Stated problem.
Omit every picture while repeating the entries exactly.

Stored data.
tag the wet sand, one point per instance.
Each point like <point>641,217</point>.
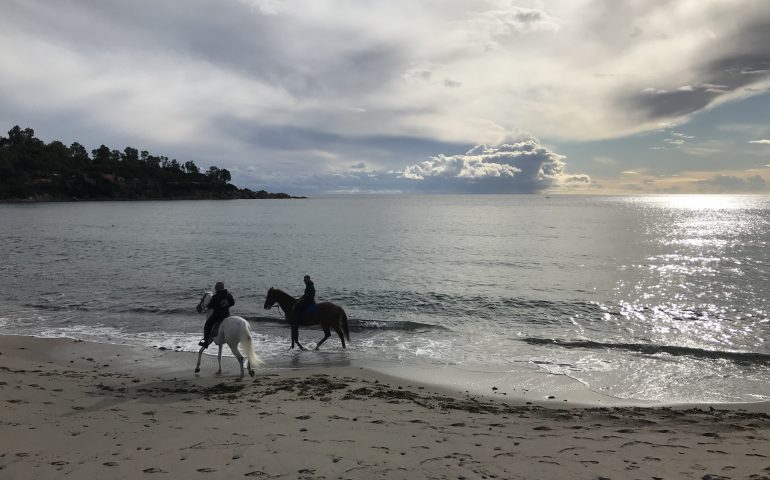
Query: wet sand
<point>73,409</point>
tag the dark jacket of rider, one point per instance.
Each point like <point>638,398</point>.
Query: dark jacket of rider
<point>220,303</point>
<point>307,299</point>
<point>309,295</point>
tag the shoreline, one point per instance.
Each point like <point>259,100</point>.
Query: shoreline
<point>89,410</point>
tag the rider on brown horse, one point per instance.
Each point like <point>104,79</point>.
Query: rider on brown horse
<point>308,299</point>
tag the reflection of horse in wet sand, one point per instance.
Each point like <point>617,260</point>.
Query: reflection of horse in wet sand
<point>232,331</point>
<point>326,314</point>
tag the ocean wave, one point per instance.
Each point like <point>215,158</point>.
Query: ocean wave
<point>744,358</point>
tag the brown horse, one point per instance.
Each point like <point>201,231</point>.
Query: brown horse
<point>327,314</point>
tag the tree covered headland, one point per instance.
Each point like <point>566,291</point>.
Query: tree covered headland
<point>33,170</point>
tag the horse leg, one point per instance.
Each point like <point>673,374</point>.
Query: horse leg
<point>339,333</point>
<point>238,356</point>
<point>198,365</point>
<point>295,337</point>
<point>219,358</point>
<point>327,334</point>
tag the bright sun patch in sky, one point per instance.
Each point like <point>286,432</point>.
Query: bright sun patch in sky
<point>482,96</point>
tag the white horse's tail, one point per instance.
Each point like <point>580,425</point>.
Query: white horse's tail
<point>248,347</point>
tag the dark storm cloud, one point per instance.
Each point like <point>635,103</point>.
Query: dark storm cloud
<point>293,138</point>
<point>304,59</point>
<point>744,60</point>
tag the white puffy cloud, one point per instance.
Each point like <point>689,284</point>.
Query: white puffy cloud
<point>275,84</point>
<point>523,166</point>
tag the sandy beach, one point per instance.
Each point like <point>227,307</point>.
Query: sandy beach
<point>74,409</point>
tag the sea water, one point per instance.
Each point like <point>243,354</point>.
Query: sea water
<point>648,298</point>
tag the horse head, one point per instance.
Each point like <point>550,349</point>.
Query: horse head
<point>204,301</point>
<point>271,298</point>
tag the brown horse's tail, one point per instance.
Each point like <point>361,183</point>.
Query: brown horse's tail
<point>343,320</point>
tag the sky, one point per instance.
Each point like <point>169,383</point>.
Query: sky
<point>406,96</point>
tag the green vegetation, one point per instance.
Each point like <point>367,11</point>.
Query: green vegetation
<point>31,170</point>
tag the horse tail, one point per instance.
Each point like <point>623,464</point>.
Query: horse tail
<point>343,320</point>
<point>248,346</point>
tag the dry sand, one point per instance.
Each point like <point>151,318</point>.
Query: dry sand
<point>74,409</point>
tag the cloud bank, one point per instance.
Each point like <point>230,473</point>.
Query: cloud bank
<point>521,167</point>
<point>309,87</point>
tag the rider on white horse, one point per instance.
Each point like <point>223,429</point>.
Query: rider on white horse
<point>220,303</point>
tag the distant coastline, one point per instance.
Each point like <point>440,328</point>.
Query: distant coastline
<point>33,171</point>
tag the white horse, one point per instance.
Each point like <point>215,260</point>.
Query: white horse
<point>232,330</point>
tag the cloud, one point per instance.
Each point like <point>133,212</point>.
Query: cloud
<point>309,87</point>
<point>734,184</point>
<point>524,166</point>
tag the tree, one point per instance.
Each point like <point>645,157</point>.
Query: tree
<point>79,153</point>
<point>190,167</point>
<point>213,173</point>
<point>130,155</point>
<point>101,155</point>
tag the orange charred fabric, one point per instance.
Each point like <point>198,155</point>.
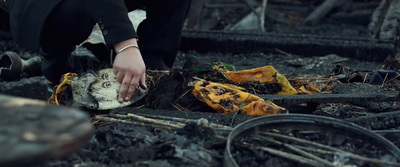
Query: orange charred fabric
<point>229,99</point>
<point>58,90</point>
<point>261,74</point>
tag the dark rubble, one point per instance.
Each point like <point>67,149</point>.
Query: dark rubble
<point>356,34</point>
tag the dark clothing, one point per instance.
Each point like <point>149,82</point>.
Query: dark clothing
<point>27,18</point>
<point>57,26</point>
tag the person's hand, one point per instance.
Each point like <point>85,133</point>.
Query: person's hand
<point>129,68</point>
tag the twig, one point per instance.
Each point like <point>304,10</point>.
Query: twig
<point>237,112</point>
<point>304,153</point>
<point>201,121</point>
<point>351,155</point>
<point>114,120</point>
<point>149,120</point>
<point>262,18</point>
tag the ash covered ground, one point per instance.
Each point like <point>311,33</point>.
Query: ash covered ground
<point>119,144</point>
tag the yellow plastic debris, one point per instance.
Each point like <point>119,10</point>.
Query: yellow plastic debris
<point>58,90</point>
<point>228,99</point>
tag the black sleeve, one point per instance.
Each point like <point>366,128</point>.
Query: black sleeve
<point>113,20</point>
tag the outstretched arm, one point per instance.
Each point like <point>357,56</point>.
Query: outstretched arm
<point>129,68</point>
<point>118,32</point>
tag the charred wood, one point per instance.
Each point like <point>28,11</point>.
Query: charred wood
<point>324,9</point>
<point>391,22</point>
<point>308,45</point>
<point>377,18</point>
<point>34,87</point>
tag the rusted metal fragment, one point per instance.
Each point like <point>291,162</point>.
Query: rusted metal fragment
<point>330,98</point>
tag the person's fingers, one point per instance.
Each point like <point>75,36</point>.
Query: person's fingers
<point>124,88</point>
<point>132,88</point>
<point>143,81</point>
<point>120,76</point>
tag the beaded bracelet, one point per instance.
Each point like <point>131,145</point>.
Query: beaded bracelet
<point>128,46</point>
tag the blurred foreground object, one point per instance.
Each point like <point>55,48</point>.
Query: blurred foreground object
<point>12,66</point>
<point>33,131</point>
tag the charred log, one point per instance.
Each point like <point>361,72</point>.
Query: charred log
<point>308,45</point>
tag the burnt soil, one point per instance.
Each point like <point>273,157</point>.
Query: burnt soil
<point>117,144</point>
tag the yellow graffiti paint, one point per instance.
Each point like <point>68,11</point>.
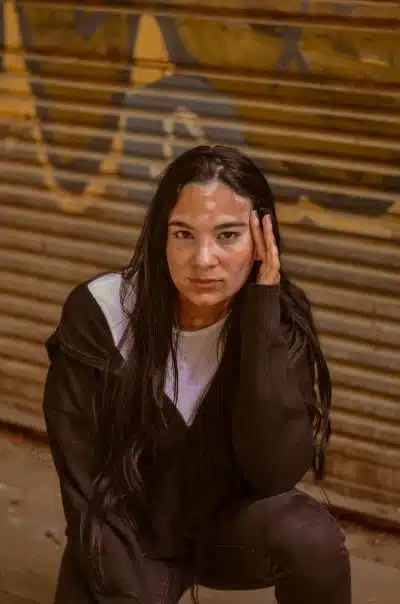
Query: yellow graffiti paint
<point>149,45</point>
<point>305,209</point>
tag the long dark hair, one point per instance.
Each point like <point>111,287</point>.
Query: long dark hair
<point>125,430</point>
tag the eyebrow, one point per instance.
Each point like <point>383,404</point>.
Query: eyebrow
<point>222,225</point>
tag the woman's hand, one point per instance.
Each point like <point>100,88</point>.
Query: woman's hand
<point>266,250</point>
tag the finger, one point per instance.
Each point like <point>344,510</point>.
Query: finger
<point>269,238</point>
<point>273,253</point>
<point>258,237</point>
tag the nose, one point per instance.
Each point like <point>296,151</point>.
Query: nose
<point>204,254</point>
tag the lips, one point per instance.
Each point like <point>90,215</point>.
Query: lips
<point>204,281</point>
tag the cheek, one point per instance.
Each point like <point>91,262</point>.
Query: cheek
<point>176,259</point>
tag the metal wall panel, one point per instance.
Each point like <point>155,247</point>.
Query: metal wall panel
<point>95,101</point>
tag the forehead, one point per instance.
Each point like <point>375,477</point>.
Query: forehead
<point>212,198</point>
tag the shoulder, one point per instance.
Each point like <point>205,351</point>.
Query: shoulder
<point>92,321</point>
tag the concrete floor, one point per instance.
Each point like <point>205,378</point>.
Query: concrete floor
<point>32,527</point>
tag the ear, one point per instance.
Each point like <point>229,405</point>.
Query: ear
<point>256,255</point>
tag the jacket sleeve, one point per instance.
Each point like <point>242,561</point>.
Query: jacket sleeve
<point>272,432</point>
<point>68,395</point>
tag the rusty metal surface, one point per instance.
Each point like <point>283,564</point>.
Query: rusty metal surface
<point>94,102</point>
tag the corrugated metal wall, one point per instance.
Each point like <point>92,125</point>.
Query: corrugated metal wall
<point>94,102</point>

Complete output.
tag the wet sand, one point per instance.
Each point like <point>641,217</point>.
Query: wet sand
<point>73,409</point>
tag the dark jacket of rider, one point per instance.
Each point like <point>638,398</point>.
Query: dark jacket of rider
<point>220,303</point>
<point>307,299</point>
<point>309,295</point>
tag the shoreline, one point per instance.
Each point like <point>259,100</point>.
Query: shoreline
<point>89,410</point>
tag the rider on brown horse, one point per instance.
Each point like <point>104,79</point>.
Query: rider on brown horse
<point>308,299</point>
tag the reflection of horse in wet sand, one point per instance.
Each point like <point>617,260</point>.
Query: reflection of horse in wet sand
<point>232,331</point>
<point>326,314</point>
tag the ocean wave, one point per instance.
Each point like <point>215,158</point>.
Query: ocean wave
<point>744,358</point>
tag the brown horse, one point per instance.
Each point like <point>201,231</point>.
Query: brown horse
<point>327,314</point>
tag the tree covered headland, one point per instance.
Each point like <point>566,291</point>.
Query: tree covered headland
<point>33,170</point>
tag the horse leg, one point per instance.
Each point like <point>673,374</point>.
Query: horse leg
<point>339,333</point>
<point>238,356</point>
<point>198,365</point>
<point>295,337</point>
<point>219,358</point>
<point>327,334</point>
tag the bright sun patch in sky, one point per instance.
Each point like <point>286,432</point>.
Query: bright sun patch in sky
<point>482,96</point>
tag the white horse's tail, one point per instance.
Each point like <point>580,425</point>.
Query: white horse's tail
<point>248,347</point>
tag the dark storm cloud, one point per instance.
Each point like <point>635,103</point>.
Query: dark storm cloud
<point>293,138</point>
<point>304,59</point>
<point>744,60</point>
tag the white puffy cloud, one point per instance.
Each point like <point>689,284</point>.
Query: white puffy cloud
<point>275,84</point>
<point>523,166</point>
tag the sandy beach, one point per instance.
Each point like <point>227,307</point>.
Query: sandy beach
<point>74,409</point>
tag the sea water, one point per instance.
Each point like <point>243,354</point>.
Query: sea water
<point>648,298</point>
tag the horse head, one point per instance.
Each point like <point>550,349</point>.
Query: horse head
<point>204,301</point>
<point>271,298</point>
tag the brown horse's tail, one point per instance.
Each point like <point>361,183</point>.
Query: brown horse's tail
<point>343,320</point>
tag the sky, one point per instance.
Each point like <point>169,383</point>.
Query: sky
<point>406,96</point>
tag the green vegetation, one point per instance.
Each point like <point>367,11</point>.
Query: green vegetation
<point>31,170</point>
tag the horse tail, one point per instance.
Each point like <point>623,464</point>.
Query: horse tail
<point>343,320</point>
<point>248,346</point>
tag the dry sand, one point per instance.
Each point like <point>151,318</point>.
Query: dry sand
<point>74,409</point>
tag the cloud bank, one point per instance.
Each point like <point>230,473</point>.
Query: cloud bank
<point>521,167</point>
<point>309,87</point>
tag the rider on white horse, one point per instance.
Each point like <point>223,429</point>.
Query: rider on white horse
<point>220,303</point>
tag the distant coastline, one point per instance.
Each point like <point>440,328</point>.
Query: distant coastline
<point>33,171</point>
tag the white horse, one point per instance.
Each point like <point>215,260</point>.
Query: white horse
<point>232,330</point>
tag the cloud, one point per instance.
Each point like <point>133,212</point>.
Query: cloud
<point>309,87</point>
<point>734,184</point>
<point>524,166</point>
tag the tree, one point per instance.
Each point like <point>645,157</point>.
Query: tree
<point>79,153</point>
<point>190,167</point>
<point>213,173</point>
<point>130,155</point>
<point>101,155</point>
tag the orange charred fabric, one point per instance.
Each point like <point>198,155</point>.
Query: orange charred fabric
<point>229,99</point>
<point>58,90</point>
<point>261,74</point>
tag the dark rubble, one point per instance.
Each point like <point>67,149</point>.
Query: dark rubble
<point>356,34</point>
tag the dark clothing, one point per instance.
Each point like <point>149,82</point>.
Query: dark clothing
<point>27,18</point>
<point>57,26</point>
tag the person's hand, one point per instance.
Each point like <point>85,133</point>.
Query: person's hand
<point>129,68</point>
tag the twig, one point per instance.
Each point like <point>304,10</point>.
Query: twig
<point>237,112</point>
<point>304,153</point>
<point>201,121</point>
<point>351,155</point>
<point>114,120</point>
<point>149,120</point>
<point>262,18</point>
tag the ash covered ground, one point per instance.
Each point like <point>311,33</point>.
Query: ash covered ground
<point>119,144</point>
tag the yellow plastic debris, one point per instance.
Each point like <point>119,10</point>.
Query: yellow plastic debris
<point>58,90</point>
<point>228,99</point>
tag the black sleeve, one point per instance.
Each point like <point>366,128</point>.
Query: black sleeve
<point>113,20</point>
tag the outstretched arm, one point per instance.
Each point like <point>357,56</point>.
Query: outstretched arm
<point>129,68</point>
<point>118,32</point>
tag the charred wood, one point per instance.
Each point like <point>28,11</point>.
Query: charred wood
<point>324,9</point>
<point>391,22</point>
<point>308,45</point>
<point>377,18</point>
<point>34,87</point>
tag the rusted metal fragment, one point per instance.
Each point like <point>291,162</point>.
Query: rusted metal fragment
<point>330,98</point>
tag the person's fingers, one point per instance.
Each point like <point>75,36</point>.
Query: person's fingers
<point>124,88</point>
<point>132,88</point>
<point>143,81</point>
<point>120,76</point>
tag the beaded bracelet, one point per instance.
Each point like <point>131,145</point>.
Query: beaded bracelet
<point>128,46</point>
tag the blurred foreground object, one point per instance.
Each point like <point>55,48</point>.
Query: blurred foreground object
<point>12,66</point>
<point>33,131</point>
tag the charred log, one point per instance.
Each point like <point>361,72</point>.
Query: charred log
<point>308,45</point>
tag the burnt soil, one point per instance.
Each point like <point>273,157</point>.
Query: burnt soil
<point>117,144</point>
tag the yellow graffiti paint, one point per instance.
Each point like <point>68,11</point>.
Query: yellow graffiti paint
<point>149,45</point>
<point>305,209</point>
tag the long dark hair, one point per instance.
Each point like <point>111,287</point>.
Query: long dark hair
<point>125,430</point>
tag the eyebrow, one point per instance.
Each point like <point>383,404</point>.
Query: eyebrow
<point>222,225</point>
tag the woman's hand, one point per instance.
Each point like <point>100,88</point>.
Query: woman's hand
<point>266,250</point>
tag the finger, one point per instance.
Each point like <point>344,510</point>.
Query: finger
<point>269,238</point>
<point>273,253</point>
<point>258,237</point>
tag the nose, one point per instance.
Each point like <point>296,151</point>.
Query: nose
<point>204,254</point>
tag the lips, one point per instance.
Each point like <point>90,215</point>.
Query: lips
<point>204,281</point>
tag the cheek, one point per instance.
Each point like <point>91,262</point>.
Query: cheek
<point>176,259</point>
tag the metal wall panel, one point per instance.
Each point like <point>155,247</point>.
Query: metal wall panel
<point>95,101</point>
tag the forehead, one point per instance.
Each point like <point>375,477</point>.
Query: forehead
<point>212,198</point>
tag the shoulder, one point per instance.
Each point like <point>205,351</point>.
Query: shoulder
<point>92,321</point>
tag the concrete floor, one point per instance.
Each point like <point>205,378</point>.
Query: concrete floor
<point>32,527</point>
tag the ear, one point per instance.
Each point like <point>229,405</point>.
Query: ear
<point>256,255</point>
tag the jacket sleeve, one point per instance.
Each point like <point>242,561</point>.
Query: jacket sleeve
<point>272,432</point>
<point>68,395</point>
tag the rusty metal surface, one point per instance.
Each point like <point>283,564</point>.
Query: rusty metal surface
<point>94,102</point>
tag the corrugated metal wall, one point per instance.
Each point like <point>92,125</point>.
Query: corrugated metal wall
<point>94,102</point>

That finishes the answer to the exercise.